**Source excerpt**
○ ○ ○ ○ ○ ○ ○

- Location: Kailua, Hawaii
- Coordinates: 21°23′31″N 157°45′29″W﻿ / ﻿21.391864°N 157.758028°W
- Type: Wetland

Ramsar Wetland
- Official name: Kawainui and Hamakua Marsh Complex
- Designated: 2 February 2005
- Reference no.: 1460

= Kawainui Marsh =

Wetland and resurfacing fishpond in Kailua, Hawaii

Kawainui Fishpond or Kawainui Marsh is a wetland and resurfacing fishpond in Kailua, Hawaiʻi. It is the largest remaining wetland and the largest ancient freshwater fishpond in Hawaiʻi, and a designated Ramsar Convention wetland.

== Prehistory and Polynesian arrival ==
Geologic evidence such as core samples containing coral suggest that Kawainui was a wide, shallow bay in prehistory. Its water content peaked c. 1500 BCE, at which point a barrier reef likely grew between the bay and the Pacific Ocean, but did not fully separate the two. Erosion from waves can be seen in certain areas at the edges of the marsh as it exists today, near Nā Pōhaku o Hauwahine.

○ ○ ○ ○ ○ ○ ○

**Records of labeled boxes**
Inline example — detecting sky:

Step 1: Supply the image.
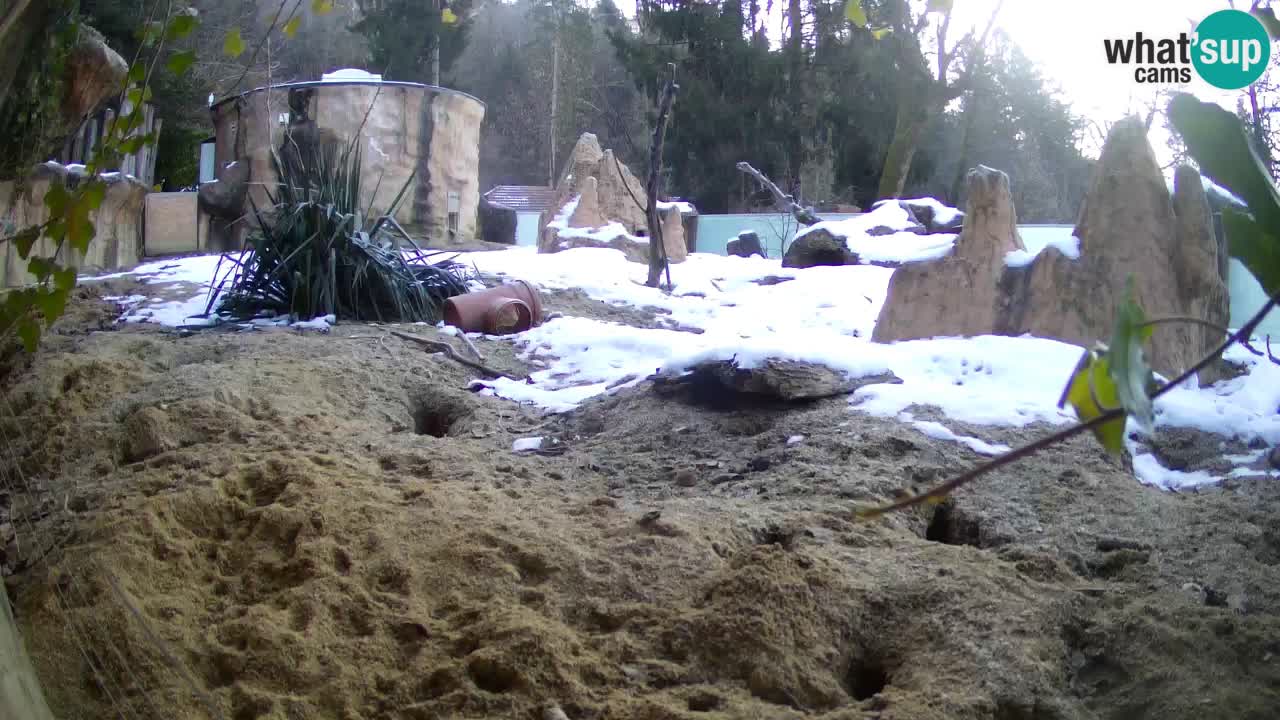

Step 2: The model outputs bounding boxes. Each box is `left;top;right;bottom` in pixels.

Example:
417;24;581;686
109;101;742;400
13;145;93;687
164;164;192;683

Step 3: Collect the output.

○ ○ ○ ○ ○ ○ ○

**Written request**
Render this sentence from the Kawainui Marsh article in Spanish: "Geologic evidence such as core samples containing coral suggest that Kawainui was a wide, shallow bay in prehistory."

**Result**
La evidencia geológica, como las muestras de núcleo que contienen coral, sugiere que Kawainui era una bahía ancha y poco profunda en la prehistoria.